- DOCUMENT SECTION -
╭──
Saturday, March 19, 2005

Demons and Dragons - Part 3

Well, it's playable now. It's got robotron-style movement, with seperate controls for moving and firing. Moving actually uses an analog joystick, which can allow speed control, but I haven't actually hooked that up yet.

The only thing that's really missing is sound. It writes sample numbers to a port, so there must have been an additional audio board. Hopefully we can dig up more info on this, if the board and/or ROM images still exist anymore.

Friday, March 18, 2005

Demons and Dragons - part 2

Well, as it turns out - the one piece of Professor Pacman hardware that I didn't emulate is used by D&D. The good news is - I got it working tonight! Now profpac passes all self-tests, and demndrgn runs into the game portion. I need to map the controllers and dips now, since I can't control the player yet.

Right now there is no sound, but it sure seems like it was supposed to have speech! There is a part where a wizards head fills the screen, and his lips move. I wonder what's up with that?

Anyways - pretty neat stuff

Update: in-game screenshots...







Thursday, March 17, 2005

Demons and Dragons

This is a prototype game that is supposed to run on Professor Pacman hardware, or something very similar. I got it run a little bit...but it's not playable yet.
╰──
- PROBLEMS TO WORK ON -
1 - List every date that heads an entry in the Demons and Dragons blog posts.
2 - From the Demons and Dragons blog posts, return everything from "Right now there" down to "Update: in-game screenshots...", copied word for word.

- PROVIDED DATA -
╭──
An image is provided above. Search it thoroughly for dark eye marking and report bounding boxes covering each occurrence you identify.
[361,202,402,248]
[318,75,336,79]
╰──
- THE REPLIES -
1 -
Saturday, March 19, 2005
Friday, March 18, 2005
Thursday, March 17, 2005

2 -
Right now there is no sound, but it sure seems like it was supposed to have speech! There is a part where a wizards head fills the screen, and his lips move. I wonder what's up with that?

Anyways - pretty neat stuff

Update: in-game screenshots...